** begin **

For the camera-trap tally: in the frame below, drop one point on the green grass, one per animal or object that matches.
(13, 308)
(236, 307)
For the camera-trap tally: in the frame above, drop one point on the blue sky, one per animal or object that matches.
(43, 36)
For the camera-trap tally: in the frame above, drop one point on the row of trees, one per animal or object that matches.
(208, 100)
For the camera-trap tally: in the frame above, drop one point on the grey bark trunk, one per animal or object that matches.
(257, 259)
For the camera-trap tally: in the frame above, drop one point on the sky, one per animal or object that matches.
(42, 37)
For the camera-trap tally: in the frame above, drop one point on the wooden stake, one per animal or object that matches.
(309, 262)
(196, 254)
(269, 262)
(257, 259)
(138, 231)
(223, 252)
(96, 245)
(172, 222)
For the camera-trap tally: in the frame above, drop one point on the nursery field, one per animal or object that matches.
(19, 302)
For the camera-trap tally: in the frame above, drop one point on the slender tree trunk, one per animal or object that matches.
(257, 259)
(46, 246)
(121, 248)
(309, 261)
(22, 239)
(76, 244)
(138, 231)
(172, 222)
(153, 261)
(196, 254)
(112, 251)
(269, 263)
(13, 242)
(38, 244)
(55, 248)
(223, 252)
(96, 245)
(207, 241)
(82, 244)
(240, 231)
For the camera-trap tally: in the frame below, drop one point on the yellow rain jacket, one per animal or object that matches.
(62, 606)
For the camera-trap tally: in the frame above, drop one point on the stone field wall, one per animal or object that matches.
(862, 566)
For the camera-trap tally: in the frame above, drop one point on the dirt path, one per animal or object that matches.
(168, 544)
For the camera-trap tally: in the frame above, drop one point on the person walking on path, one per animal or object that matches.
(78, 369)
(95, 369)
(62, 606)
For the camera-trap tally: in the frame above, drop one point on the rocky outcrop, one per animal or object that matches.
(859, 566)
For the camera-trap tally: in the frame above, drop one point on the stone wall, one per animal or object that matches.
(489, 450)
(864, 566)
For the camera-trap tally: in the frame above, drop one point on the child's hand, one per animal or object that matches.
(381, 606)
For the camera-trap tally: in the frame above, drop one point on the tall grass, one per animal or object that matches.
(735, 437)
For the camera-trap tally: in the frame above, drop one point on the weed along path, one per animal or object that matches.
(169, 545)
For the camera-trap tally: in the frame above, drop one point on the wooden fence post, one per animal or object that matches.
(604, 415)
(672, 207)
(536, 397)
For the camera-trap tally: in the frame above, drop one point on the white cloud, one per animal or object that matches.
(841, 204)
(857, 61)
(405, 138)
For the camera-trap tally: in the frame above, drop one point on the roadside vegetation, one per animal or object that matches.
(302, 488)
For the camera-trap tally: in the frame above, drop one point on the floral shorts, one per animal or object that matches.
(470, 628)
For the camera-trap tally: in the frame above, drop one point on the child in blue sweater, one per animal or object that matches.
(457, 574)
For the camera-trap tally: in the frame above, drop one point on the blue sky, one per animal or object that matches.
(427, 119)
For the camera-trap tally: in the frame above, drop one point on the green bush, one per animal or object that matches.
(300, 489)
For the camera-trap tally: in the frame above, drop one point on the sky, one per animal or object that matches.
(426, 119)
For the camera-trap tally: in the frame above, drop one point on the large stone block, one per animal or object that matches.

** end **

# Do this
Express the listing above as a JSON list of strings, one string per line, with blank lines omitted.

# The answer
[
  "For the camera-trap tally: in the frame below, drop one point on the green grass, one per animal or object that matches.",
  "(13, 308)",
  "(236, 307)",
  "For the camera-trap tally: in the frame above, drop one point on the blue sky, one per animal or object that matches.",
  "(43, 36)",
  "For the camera-trap tally: in the frame above, drop one point on the row of trees, one per animal or object that matches.",
  "(208, 100)",
  "For the camera-trap tally: in the frame above, drop one point on the grey bark trunk, one per animal or object that matches.",
  "(257, 259)",
  "For the camera-trap tally: in the frame above, drop one point on the sky, one per animal or object that matches.",
  "(42, 37)",
  "For the camera-trap tally: in the frame above, drop one point on the wooden stake, one per animal or object that matches.",
  "(309, 262)",
  "(196, 254)",
  "(269, 262)",
  "(257, 259)",
  "(138, 231)",
  "(223, 252)",
  "(96, 245)",
  "(172, 222)",
  "For the camera-trap tally: in the frame above, drop one point on the nursery field, one per animal or object that matches.",
  "(19, 302)",
  "For the camera-trap tally: in the frame above, drop one point on the slender tree trunk, one per animal or object that matches.",
  "(257, 259)",
  "(46, 246)",
  "(121, 248)",
  "(309, 261)",
  "(22, 239)",
  "(76, 244)",
  "(138, 231)",
  "(172, 222)",
  "(153, 261)",
  "(196, 254)",
  "(112, 251)",
  "(269, 263)",
  "(13, 242)",
  "(38, 244)",
  "(55, 248)",
  "(223, 252)",
  "(96, 245)",
  "(207, 241)",
  "(82, 244)",
  "(240, 231)",
  "For the camera-trap tally: in the frame below, drop one point on the yellow rain jacket, one per animal or object that matches.",
  "(62, 606)",
  "For the camera-trap tally: in the frame above, drop one point on the stone field wall, one per animal or object that matches.",
  "(862, 566)",
  "For the camera-trap tally: in the frame above, drop one point on the dirt path, one per animal or object that matches.",
  "(168, 544)",
  "For the camera-trap tally: in the frame above, drop one point on the person walking on path, one per animal or object that matches.",
  "(78, 369)",
  "(95, 369)",
  "(62, 606)",
  "For the camera-trap tally: in the frame above, drop one point on the rocky outcrop, one per animal or object that matches.",
  "(859, 566)",
  "For the camera-trap tally: in the frame above, drop one point on the stone wall, one per animal or object that matches.",
  "(489, 450)",
  "(864, 566)",
  "For the camera-trap tally: in the frame above, drop one point on the child's hand, one per animal or object that matches.",
  "(381, 606)",
  "For the camera-trap tally: in the frame above, drop one point on the tall grass, one per animal or object that matches.",
  "(735, 437)",
  "For the camera-trap tally: in the frame above, drop one point on the weed along path, one per animal or object that matches.",
  "(169, 545)",
  "For the camera-trap tally: in the frame above, drop one point on the wooden fence post, one per animal or object that matches.",
  "(604, 415)",
  "(672, 207)",
  "(536, 397)",
  "For the camera-trap tally: in the frame above, drop one point on the white cloud, one per animal or object that matches.",
  "(841, 204)",
  "(857, 61)",
  "(405, 138)",
  "For the camera-trap tally: in the frame above, drop one point on the roadside vegetation, one per animal or object that matches.",
  "(302, 488)",
  "For the camera-trap tally: in the frame above, drop one point on the floral shorts, one per animal or object that matches.",
  "(470, 628)",
  "For the camera-trap tally: in the frame above, drop one point on the child in blue sweater, one per animal or object that matches.",
  "(457, 574)",
  "For the camera-trap tally: in the frame above, drop one point on the blue sky, one per animal or object that matches.",
  "(427, 119)",
  "For the camera-trap tally: in the frame above, drop one point on the green bush, one per animal or object that matches.",
  "(300, 489)",
  "For the camera-trap tally: in the frame above, drop one point on the sky, one per animal or object that matches.",
  "(426, 119)",
  "For the camera-trap tally: in the frame above, drop one point on the large stone block, one per animal or object that matches."
]